Requirement:
Repeat the records word for word, excluding any picture.

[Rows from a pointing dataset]
......
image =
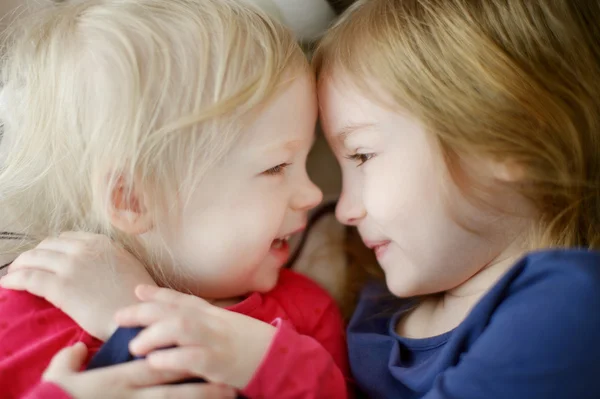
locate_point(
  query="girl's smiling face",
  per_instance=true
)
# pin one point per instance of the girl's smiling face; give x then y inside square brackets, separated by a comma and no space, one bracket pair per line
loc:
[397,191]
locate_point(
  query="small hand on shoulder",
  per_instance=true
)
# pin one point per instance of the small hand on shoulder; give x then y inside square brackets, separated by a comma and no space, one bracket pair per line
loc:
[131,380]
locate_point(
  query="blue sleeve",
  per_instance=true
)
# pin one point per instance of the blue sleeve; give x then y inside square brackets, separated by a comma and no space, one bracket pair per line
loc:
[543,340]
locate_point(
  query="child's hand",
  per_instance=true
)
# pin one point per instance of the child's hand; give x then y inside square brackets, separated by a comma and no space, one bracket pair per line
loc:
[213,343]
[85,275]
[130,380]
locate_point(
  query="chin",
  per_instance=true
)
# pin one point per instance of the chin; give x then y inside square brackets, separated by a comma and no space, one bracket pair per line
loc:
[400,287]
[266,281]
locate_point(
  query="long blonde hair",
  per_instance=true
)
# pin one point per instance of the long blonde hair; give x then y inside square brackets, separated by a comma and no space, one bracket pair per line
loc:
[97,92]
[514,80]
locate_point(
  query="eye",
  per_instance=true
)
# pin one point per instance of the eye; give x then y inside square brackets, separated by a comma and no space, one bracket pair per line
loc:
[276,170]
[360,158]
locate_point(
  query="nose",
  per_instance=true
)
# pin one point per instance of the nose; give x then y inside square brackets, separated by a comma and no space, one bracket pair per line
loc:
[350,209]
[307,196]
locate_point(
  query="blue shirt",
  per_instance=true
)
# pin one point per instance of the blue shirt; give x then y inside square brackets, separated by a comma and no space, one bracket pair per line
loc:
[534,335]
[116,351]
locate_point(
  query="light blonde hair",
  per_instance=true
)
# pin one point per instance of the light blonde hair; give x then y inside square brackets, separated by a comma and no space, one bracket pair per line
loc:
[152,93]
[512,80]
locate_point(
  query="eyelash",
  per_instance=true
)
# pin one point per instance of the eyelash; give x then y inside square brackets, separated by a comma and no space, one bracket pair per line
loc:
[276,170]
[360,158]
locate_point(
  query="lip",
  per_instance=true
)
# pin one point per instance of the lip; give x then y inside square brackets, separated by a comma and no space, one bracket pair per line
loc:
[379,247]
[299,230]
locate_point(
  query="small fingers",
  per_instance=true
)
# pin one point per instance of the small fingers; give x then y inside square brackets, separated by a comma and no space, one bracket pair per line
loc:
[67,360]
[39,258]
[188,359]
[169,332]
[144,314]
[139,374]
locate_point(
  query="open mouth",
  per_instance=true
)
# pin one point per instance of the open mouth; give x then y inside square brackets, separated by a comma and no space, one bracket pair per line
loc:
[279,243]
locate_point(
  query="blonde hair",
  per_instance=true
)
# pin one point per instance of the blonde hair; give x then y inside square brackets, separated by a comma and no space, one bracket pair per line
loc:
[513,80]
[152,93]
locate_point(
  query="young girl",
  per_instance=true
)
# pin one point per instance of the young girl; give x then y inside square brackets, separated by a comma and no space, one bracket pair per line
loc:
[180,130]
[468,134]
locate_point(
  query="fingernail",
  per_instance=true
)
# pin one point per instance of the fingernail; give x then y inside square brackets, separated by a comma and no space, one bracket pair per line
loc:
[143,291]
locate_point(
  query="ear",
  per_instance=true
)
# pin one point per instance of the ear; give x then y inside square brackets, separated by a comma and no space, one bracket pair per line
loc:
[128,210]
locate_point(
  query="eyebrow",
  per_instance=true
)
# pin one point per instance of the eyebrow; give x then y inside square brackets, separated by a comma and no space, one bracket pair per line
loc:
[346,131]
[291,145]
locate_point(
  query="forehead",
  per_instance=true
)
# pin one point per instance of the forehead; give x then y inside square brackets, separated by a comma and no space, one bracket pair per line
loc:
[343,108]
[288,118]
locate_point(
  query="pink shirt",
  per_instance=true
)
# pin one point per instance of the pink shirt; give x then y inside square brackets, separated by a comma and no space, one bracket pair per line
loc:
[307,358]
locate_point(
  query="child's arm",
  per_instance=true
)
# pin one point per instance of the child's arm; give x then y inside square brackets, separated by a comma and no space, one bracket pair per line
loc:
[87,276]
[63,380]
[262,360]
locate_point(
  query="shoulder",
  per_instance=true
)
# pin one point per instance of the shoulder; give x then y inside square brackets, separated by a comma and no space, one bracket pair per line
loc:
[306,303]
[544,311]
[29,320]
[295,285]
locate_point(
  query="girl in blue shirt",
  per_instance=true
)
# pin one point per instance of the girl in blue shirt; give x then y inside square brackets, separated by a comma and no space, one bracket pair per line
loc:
......
Answer to this task:
image =
locate_point(
  query="girl's smiling face",
  per_instance=true
)
# pin one point per instance of the girl's smiling face; give x then y inside square brackets, separated by a comma and no space, one bracket pair per line
loc:
[397,191]
locate_point(
  query="small hand on shoulder",
  per_instance=true
)
# pin one point per instance of the small hand on shoulder; give x then y inside square brackets, separated by a comma and no space, one bracket pair per line
loc:
[131,380]
locate_point(
  query="blue sleeve",
  per_instance=true
)
# pin one point per instance of the blue sleeve; give x then y inside square brackets, separated by a comma and no space, one bracket pair per line
loc:
[543,340]
locate_point(
  query="child's hand",
  per_instance=true
)
# pin one point per instance of the child's hand; give x then y inside square brackets, separated by a comma and no space, one bracket pair per line
loc:
[213,343]
[85,275]
[130,380]
locate_point(
  query="chin",
  per_instance=true
)
# pin one point per instance of the chin; give x then y inside square brackets, separated by a comma and no space, one bracket pair per line
loc:
[400,287]
[266,281]
locate_point(
  query="long blonde hair",
  per_instance=true
)
# pin one point per instance of the long blonde hair; give x then y inside square brackets, separated by a comma and no space, one bracket pair per line
loc:
[97,92]
[514,80]
locate_point(
  query="eye",
  per_instance=true
)
# pin one point per instance of the eye; give x then y inside square brackets, separated by a comma and no space, one bracket pair per line
loc:
[276,170]
[360,158]
locate_point(
  query="nose",
  per_instance=true
)
# pin one point per instance of the nose; give x then y inside square brackets, separated by a comma and no space, one bracket pair per line
loc:
[350,209]
[307,196]
locate_point(
  query="blue shirt",
  per_instance=true
)
# pin one point per instance of the blue shirt; give x then y inside square brackets, separated by a comma and no space, one bracket pair per line
loc:
[534,335]
[116,351]
locate_point(
  query="light blonde hair",
  per_instance=true
)
# pin one point per instance of the light blonde hair; give x then y inside square brackets, separated by a comma and no space, one bracket pair per line
loc:
[152,93]
[512,80]
locate_point(
  query="eyelash",
  per_instance=true
)
# pin one point per instance of the eyelash; give x then y inside square brackets, separated by a comma and no space, one bracket pair per line
loc:
[276,170]
[360,158]
locate_point(
  query="lip",
  per_instance=true
)
# pin one point per instance of the lip; give x then y inside square brackets, separated by a comma and no space, one bracket pair per line
loc:
[379,247]
[299,230]
locate_point(
  query="small fingers",
  per_instance=true
)
# pin one point per instance of the small fingers; give x then y inside square brackets, separated by a comma and no space, one bracket pair per line
loc:
[67,360]
[39,258]
[188,359]
[169,332]
[144,314]
[139,374]
locate_point(
  query="open mouth",
  per_instance=true
)
# pin one point per instance of the open mouth; give x then y inside square brackets, separated by a comma and no space, one bracket pair per line
loc:
[279,243]
locate_point(
  query="blonde hair",
  per_instance=true
)
# pin one point per instance of the blonde hair; give x then y inside square brackets, separated by a comma and no space, one bracket pair per line
loc:
[513,80]
[152,93]
locate_point(
  query="young girl",
  per_instance=true
)
# pin one point per instance of the young girl; give x then y inside square brackets, separated by a comma and no space, one bracket pair per line
loc:
[180,130]
[468,134]
locate_point(
  query="fingernail",
  per_instance=true
)
# pin one point per instance of the fingernail; give x then y inside square brackets, separated by a comma and no space, one bracket pair per line
loc:
[143,291]
locate_point(
  query="ear",
  per_instance=true
)
# pin one point per instance of the ear; give x then y inside square brackets, separated by a comma and no space, one bracket pair per line
loc:
[128,210]
locate_point(
  query="eyebrow",
  per_instance=true
)
# pin one point per instance of the eyebrow; give x then y inside square brackets, separated by a comma and no space, one bracket pair per line
loc:
[346,131]
[291,145]
locate_point(
  query="forehead",
  per_instance=true
)
# pin one point per instance of the forehead; give x then y inside square brackets, separated by a comma and no space, one bracket pair per line
loc:
[343,108]
[288,118]
locate_point(
  query="pink shirt",
  per_instance=true
)
# pin one point per instance of the pink shirt; give x then y inside square brackets, separated by a comma and no space, one bracket pair per line
loc:
[307,358]
locate_point(
  query="child's arm",
  per_instance=true
)
# pin one point per instance of the child's arm; give x then y inside square brackets, separated by a comma and no space, one bracket pair per line
loc:
[87,276]
[63,380]
[262,360]
locate_point(
  query="shoulder",
  per_instance=true
)
# pin one point per instance of the shoulder; give x then y inside square brackets, separated by a comma and no space, one bracket pair per line
loc:
[306,303]
[544,311]
[29,320]
[295,285]
locate_point(
  query="girl in blue shirt",
  per_instance=true
)
# pin one point per instance of the girl in blue shirt; give x then y inside square brackets, separated by a comma and no space, one bracket pair per line
loc:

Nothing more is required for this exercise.